--- Start of EXERCISE MATERIALS ---

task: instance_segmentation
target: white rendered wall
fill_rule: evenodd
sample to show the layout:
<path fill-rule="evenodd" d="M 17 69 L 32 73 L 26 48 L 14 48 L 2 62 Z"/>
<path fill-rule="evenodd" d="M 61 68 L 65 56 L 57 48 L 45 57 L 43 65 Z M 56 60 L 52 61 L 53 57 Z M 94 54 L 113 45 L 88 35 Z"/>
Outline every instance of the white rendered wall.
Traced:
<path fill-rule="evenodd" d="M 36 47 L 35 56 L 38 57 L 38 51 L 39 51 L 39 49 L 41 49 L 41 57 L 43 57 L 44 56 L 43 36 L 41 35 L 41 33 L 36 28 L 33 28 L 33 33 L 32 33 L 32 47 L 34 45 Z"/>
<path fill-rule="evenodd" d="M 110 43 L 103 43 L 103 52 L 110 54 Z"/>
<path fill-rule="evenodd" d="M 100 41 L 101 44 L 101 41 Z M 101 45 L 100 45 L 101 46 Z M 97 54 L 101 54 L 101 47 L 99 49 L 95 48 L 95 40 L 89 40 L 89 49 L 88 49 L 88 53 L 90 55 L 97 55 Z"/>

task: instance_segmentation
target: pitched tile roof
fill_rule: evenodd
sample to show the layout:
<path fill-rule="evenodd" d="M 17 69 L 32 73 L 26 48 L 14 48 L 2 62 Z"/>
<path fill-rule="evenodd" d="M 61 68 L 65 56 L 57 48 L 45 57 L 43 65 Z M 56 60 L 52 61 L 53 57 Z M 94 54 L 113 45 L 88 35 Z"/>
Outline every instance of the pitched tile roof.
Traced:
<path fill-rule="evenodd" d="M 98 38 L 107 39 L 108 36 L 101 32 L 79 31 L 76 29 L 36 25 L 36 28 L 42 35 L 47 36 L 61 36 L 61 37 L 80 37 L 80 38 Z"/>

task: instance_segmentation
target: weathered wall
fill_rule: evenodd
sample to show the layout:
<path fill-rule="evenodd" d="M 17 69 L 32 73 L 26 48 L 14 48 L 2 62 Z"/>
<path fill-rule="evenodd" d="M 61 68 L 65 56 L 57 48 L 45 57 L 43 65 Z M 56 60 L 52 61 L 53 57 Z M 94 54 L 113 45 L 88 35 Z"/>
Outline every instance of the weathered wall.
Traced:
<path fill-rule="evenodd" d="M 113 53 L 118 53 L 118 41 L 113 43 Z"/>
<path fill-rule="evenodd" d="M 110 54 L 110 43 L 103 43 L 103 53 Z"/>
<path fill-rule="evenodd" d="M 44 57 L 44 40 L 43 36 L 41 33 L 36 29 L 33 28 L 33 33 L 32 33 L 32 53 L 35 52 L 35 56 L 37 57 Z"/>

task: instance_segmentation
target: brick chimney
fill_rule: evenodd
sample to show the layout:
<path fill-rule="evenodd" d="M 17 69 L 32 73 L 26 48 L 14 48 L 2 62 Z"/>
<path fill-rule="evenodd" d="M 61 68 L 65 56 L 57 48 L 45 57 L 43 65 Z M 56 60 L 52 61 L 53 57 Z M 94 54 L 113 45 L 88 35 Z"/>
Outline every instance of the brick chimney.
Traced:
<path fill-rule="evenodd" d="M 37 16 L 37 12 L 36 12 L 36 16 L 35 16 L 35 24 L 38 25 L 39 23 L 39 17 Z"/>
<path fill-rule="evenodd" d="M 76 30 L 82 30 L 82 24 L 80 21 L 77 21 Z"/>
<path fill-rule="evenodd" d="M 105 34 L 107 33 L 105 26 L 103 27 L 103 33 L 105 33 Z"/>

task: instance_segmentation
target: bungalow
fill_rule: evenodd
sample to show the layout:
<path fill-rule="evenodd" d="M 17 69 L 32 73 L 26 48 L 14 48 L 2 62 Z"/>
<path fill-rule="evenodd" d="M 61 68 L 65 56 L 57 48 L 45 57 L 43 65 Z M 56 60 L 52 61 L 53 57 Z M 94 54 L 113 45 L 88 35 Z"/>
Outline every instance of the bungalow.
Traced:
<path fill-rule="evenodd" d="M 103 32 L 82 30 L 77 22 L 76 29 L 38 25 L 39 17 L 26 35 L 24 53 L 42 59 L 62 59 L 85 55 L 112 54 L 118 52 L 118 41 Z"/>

--- End of EXERCISE MATERIALS ---

→ **EXERCISE**
Write out all five records above line for line, leaving every character unchanged.

→ **EXERCISE OUTPUT**
task: instance_segmentation
target: white rendered wall
fill_rule: evenodd
sample to show the layout:
<path fill-rule="evenodd" d="M 17 69 L 32 73 L 26 48 L 14 48 L 2 62 Z"/>
<path fill-rule="evenodd" d="M 61 68 L 65 56 L 57 48 L 45 57 L 43 65 Z M 56 60 L 52 61 L 53 57 Z M 94 54 L 113 45 L 88 35 Z"/>
Outline every instance of the white rendered wall.
Traced:
<path fill-rule="evenodd" d="M 36 47 L 35 56 L 38 57 L 38 51 L 39 51 L 39 49 L 41 49 L 41 57 L 43 57 L 44 56 L 43 36 L 41 35 L 41 33 L 36 28 L 33 28 L 33 33 L 32 33 L 32 47 L 34 45 Z"/>
<path fill-rule="evenodd" d="M 110 43 L 103 43 L 103 52 L 110 54 Z"/>
<path fill-rule="evenodd" d="M 100 41 L 101 44 L 101 41 Z M 101 45 L 100 45 L 101 46 Z M 97 54 L 101 54 L 101 47 L 99 49 L 95 48 L 95 40 L 89 40 L 89 49 L 88 49 L 88 53 L 90 55 L 97 55 Z"/>

task: instance_segmentation
target: pitched tile roof
fill_rule: evenodd
sample to show the layout:
<path fill-rule="evenodd" d="M 17 69 L 32 73 L 26 48 L 14 48 L 2 62 Z"/>
<path fill-rule="evenodd" d="M 61 68 L 65 56 L 57 48 L 45 57 L 43 65 Z M 56 60 L 52 61 L 53 57 Z M 94 54 L 113 45 L 88 35 Z"/>
Outline every instance of the pitched tile roof.
Traced:
<path fill-rule="evenodd" d="M 98 38 L 107 39 L 108 36 L 101 32 L 79 31 L 76 29 L 36 25 L 36 28 L 42 35 L 47 36 L 61 36 L 61 37 L 80 37 L 80 38 Z"/>

task: instance_segmentation
target: weathered wall
fill_rule: evenodd
sample to show the layout:
<path fill-rule="evenodd" d="M 17 69 L 32 73 L 26 48 L 14 48 L 2 62 Z"/>
<path fill-rule="evenodd" d="M 61 68 L 65 56 L 57 48 L 45 57 L 43 65 Z M 56 60 L 52 61 L 53 57 Z M 94 54 L 113 45 L 88 35 Z"/>
Outline every instance of the weathered wall.
Traced:
<path fill-rule="evenodd" d="M 113 53 L 118 53 L 118 41 L 113 43 Z"/>
<path fill-rule="evenodd" d="M 110 54 L 110 43 L 103 43 L 103 53 Z"/>
<path fill-rule="evenodd" d="M 44 57 L 44 40 L 43 36 L 41 33 L 36 29 L 33 28 L 33 33 L 32 33 L 32 53 L 35 52 L 35 56 L 37 57 Z"/>

task: instance_segmentation
target: brick chimney
fill_rule: evenodd
sample to show the layout:
<path fill-rule="evenodd" d="M 17 69 L 32 73 L 26 48 L 14 48 L 2 62 Z"/>
<path fill-rule="evenodd" d="M 61 68 L 65 56 L 57 48 L 45 57 L 43 65 Z M 56 60 L 52 61 L 53 57 Z M 94 54 L 113 45 L 88 35 Z"/>
Outline every instance of the brick chimney.
Traced:
<path fill-rule="evenodd" d="M 37 16 L 37 12 L 36 12 L 36 16 L 35 16 L 35 24 L 38 25 L 39 23 L 39 17 Z"/>
<path fill-rule="evenodd" d="M 76 30 L 82 30 L 82 24 L 80 21 L 77 21 Z"/>
<path fill-rule="evenodd" d="M 105 34 L 107 33 L 105 26 L 103 27 L 103 33 L 105 33 Z"/>

task: instance_segmentation
target: bungalow
fill_rule: evenodd
sample to show the layout:
<path fill-rule="evenodd" d="M 17 69 L 32 73 L 26 48 L 14 48 L 2 62 Z"/>
<path fill-rule="evenodd" d="M 61 68 L 65 56 L 57 48 L 45 57 L 43 65 Z M 56 60 L 52 61 L 53 57 Z M 94 54 L 113 45 L 88 35 Z"/>
Outline every instance of the bungalow.
Traced:
<path fill-rule="evenodd" d="M 103 32 L 82 30 L 77 22 L 76 29 L 38 25 L 39 17 L 26 35 L 24 53 L 42 59 L 62 59 L 85 55 L 112 54 L 118 52 L 118 41 Z"/>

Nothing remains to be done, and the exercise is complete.